======== DOCUMENT SEGMENT ========

The efficiency of corrosion inhibition for waterborne polyurethane based on N- tert -butyl diethanolamine ( tB-WPU ) is investigated using different techniques. Corrosion weight loss, open circuit potential experiments, electrochemical impedance spectroscopy, and potentiodynamic polarization measurements show that both a commercial reagent and a polyurethane-based inhibitor prevent corrosion at increasing temperature to 50 °C. At 75 °C, the activity of both reagents is reduced. In stirring conditions, the effectiveness of acid corrosion inhibition (25 °C, 500 ppm) drops abruptly from 89.5% to 60.7%, which is related presumably to the complexity of binding the polymer molecules to the metal surface. As follows from thermodynamic calculations, the adsorption of tB-WPU on the metal surface in 2M HCl can be treated as a physisorption. Model quantum–chemical calculations support the experimental studies and elucidate the nature of steel surface–inhibitor molecule chemical bond, which is realized mainly by carboxyl and amino groups. It is concluded that WPUs can be considered as a perspective alternative to commercial oilfield reagents due to their versatility.

======== ENTRIES PROVIDED ========

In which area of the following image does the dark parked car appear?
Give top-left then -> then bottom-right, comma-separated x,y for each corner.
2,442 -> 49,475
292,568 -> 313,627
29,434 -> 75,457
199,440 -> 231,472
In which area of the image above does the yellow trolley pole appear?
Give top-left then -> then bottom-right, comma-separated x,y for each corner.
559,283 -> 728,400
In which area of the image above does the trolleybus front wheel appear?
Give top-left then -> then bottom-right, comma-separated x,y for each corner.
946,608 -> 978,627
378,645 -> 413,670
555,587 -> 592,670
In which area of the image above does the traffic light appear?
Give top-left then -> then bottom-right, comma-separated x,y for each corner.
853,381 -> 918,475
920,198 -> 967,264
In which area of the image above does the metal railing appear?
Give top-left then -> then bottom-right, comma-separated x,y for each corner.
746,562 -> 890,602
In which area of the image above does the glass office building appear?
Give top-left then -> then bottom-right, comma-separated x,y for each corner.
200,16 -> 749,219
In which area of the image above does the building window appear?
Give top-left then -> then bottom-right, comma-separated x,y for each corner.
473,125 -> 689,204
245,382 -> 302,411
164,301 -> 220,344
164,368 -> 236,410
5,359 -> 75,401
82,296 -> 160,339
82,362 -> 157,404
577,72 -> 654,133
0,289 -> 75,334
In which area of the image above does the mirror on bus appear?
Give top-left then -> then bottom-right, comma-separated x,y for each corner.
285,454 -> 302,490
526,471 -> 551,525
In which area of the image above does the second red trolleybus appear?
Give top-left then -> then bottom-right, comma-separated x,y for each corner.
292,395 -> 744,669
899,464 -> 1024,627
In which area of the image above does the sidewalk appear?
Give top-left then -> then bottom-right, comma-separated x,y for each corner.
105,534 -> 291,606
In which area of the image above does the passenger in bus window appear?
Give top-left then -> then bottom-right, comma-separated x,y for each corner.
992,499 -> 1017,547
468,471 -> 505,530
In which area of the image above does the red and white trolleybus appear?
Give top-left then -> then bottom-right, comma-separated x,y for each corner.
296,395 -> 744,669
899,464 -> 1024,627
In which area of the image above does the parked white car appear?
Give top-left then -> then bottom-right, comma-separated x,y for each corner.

========

TASK 1. According to the corrosion inhibition abstract, what type of adsorption does tB-WPU show on the metal surface in 2M HCl?
TASK 2. Explain why, according to the corrosion inhibition abstract, the acid corrosion inhibition effectiveness fell under stirring conditions.
This material has no connection to the text.

TASK OUTPUT 1. Physisorption.

TASK OUTPUT 2. Under stirring at 25 °C and 500 ppm, the effectiveness dropped abruptly from 89.5% to 60.7%. The abstract presumes that this is related to the difficulty of binding the polymer molecules to the metal surface.